INPUT DATA:
----

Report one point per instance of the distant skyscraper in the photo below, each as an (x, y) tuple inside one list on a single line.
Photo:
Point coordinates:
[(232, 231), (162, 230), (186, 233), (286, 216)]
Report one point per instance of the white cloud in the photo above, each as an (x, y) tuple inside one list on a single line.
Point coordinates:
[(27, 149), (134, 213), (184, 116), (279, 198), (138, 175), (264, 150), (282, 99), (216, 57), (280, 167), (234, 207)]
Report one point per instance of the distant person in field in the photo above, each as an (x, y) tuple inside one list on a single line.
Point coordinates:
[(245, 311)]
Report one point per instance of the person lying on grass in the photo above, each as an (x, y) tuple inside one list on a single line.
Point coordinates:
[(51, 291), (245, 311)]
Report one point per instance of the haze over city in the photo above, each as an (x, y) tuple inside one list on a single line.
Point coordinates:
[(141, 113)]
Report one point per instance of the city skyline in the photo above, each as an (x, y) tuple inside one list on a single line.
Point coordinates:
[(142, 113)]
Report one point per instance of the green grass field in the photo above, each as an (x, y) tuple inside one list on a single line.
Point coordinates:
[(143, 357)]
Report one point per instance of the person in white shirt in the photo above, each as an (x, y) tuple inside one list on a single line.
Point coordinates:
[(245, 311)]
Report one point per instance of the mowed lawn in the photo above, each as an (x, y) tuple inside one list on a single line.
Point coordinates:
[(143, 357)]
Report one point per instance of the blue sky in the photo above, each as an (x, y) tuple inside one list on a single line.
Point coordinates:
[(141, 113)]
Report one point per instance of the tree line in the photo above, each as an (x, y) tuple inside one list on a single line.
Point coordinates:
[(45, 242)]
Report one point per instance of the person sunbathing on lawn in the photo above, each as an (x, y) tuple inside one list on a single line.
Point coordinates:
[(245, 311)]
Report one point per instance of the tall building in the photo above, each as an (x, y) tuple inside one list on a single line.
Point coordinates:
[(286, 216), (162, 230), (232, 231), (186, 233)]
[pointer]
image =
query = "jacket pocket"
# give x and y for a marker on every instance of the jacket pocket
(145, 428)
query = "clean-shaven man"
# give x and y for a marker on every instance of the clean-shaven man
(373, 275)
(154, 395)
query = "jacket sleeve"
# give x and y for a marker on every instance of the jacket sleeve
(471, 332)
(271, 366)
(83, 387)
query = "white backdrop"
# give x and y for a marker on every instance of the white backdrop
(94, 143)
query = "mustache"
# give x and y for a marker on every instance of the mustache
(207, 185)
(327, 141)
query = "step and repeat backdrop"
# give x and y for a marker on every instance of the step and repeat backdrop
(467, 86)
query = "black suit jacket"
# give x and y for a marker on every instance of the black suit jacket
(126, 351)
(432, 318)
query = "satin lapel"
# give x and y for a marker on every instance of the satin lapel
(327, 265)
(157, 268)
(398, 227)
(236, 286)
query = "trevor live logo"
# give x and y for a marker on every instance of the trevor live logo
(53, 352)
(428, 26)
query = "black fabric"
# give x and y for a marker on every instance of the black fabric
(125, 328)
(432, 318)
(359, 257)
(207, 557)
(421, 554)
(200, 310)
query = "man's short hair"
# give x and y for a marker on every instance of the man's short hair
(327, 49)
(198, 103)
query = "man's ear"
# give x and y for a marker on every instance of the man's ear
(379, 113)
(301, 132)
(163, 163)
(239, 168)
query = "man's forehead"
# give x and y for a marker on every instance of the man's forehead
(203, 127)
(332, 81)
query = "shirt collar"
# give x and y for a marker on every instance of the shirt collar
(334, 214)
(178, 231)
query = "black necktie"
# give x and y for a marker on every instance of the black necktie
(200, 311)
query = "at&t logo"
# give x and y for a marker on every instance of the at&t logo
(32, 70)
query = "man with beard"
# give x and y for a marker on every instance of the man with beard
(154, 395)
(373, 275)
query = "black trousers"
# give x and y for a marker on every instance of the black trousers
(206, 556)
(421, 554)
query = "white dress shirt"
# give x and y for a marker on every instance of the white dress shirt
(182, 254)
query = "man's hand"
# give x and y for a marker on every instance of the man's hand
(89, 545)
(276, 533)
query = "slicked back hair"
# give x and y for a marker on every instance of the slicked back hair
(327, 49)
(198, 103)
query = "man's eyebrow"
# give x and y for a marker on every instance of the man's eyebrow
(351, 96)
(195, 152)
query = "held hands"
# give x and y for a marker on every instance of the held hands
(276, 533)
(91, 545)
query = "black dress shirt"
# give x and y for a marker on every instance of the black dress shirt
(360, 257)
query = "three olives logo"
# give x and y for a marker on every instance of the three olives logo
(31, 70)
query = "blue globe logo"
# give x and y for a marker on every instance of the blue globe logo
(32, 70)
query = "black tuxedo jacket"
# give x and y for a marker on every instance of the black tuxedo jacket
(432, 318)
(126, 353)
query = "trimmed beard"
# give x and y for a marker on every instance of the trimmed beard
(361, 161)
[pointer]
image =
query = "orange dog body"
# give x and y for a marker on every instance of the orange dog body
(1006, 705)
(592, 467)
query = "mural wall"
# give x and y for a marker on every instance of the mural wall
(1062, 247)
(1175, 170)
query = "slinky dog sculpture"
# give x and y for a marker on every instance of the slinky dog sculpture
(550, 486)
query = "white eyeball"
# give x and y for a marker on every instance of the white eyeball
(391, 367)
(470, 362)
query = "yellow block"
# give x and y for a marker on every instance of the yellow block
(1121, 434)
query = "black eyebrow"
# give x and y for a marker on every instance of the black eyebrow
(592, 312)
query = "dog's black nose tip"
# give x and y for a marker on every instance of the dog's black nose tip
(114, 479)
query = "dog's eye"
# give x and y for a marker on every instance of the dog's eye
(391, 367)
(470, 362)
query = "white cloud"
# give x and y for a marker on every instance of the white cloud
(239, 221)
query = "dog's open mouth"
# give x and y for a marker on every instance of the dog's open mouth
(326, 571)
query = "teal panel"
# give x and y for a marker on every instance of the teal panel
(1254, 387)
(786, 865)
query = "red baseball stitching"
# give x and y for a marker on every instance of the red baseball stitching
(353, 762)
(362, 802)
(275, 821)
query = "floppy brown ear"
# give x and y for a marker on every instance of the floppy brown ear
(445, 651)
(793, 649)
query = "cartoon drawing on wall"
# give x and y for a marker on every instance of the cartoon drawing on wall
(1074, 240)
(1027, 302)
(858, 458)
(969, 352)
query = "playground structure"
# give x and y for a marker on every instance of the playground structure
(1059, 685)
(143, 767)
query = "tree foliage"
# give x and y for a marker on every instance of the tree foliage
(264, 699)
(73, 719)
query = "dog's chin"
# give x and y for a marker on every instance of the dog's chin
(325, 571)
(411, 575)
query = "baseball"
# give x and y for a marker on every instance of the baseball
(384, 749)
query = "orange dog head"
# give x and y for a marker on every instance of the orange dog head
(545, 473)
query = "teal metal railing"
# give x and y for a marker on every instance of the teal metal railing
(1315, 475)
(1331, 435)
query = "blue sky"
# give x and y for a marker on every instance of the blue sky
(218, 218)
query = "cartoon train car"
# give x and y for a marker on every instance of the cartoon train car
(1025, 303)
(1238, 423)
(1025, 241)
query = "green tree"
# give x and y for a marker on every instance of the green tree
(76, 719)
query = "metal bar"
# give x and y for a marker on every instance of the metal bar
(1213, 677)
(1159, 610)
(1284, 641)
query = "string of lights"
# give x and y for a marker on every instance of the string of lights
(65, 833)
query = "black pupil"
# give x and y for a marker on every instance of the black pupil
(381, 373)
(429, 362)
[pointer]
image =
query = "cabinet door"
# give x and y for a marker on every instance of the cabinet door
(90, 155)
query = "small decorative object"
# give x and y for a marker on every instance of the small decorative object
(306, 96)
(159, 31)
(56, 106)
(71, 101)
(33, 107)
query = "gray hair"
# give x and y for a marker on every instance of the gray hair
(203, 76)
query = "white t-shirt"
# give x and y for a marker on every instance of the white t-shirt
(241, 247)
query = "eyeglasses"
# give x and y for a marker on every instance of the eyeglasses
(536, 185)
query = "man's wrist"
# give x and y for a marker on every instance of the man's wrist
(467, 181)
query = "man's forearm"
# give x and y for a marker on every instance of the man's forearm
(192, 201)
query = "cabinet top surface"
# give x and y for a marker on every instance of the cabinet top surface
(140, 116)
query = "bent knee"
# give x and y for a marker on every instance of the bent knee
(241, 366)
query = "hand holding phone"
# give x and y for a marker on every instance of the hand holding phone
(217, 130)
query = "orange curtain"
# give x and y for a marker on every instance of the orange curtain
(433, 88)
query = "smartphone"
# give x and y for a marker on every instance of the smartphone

----

DESCRIPTION OF THE TASK:
Only the lines above, from the first through the one holding "Report one point per instance of the white", are to be output, and they must be copied exactly.

ANSWER TO THIS EXERCISE:
Report one point per instance of the distant skyscraper in the photo below, each as an (x, y) tuple inside one list on a single line.
Photo:
Point coordinates:
[(232, 231), (162, 230), (186, 233), (286, 216)]
Report one point per instance of the white cloud in the photo above, each as an (x, y) tuple inside one list on a single line.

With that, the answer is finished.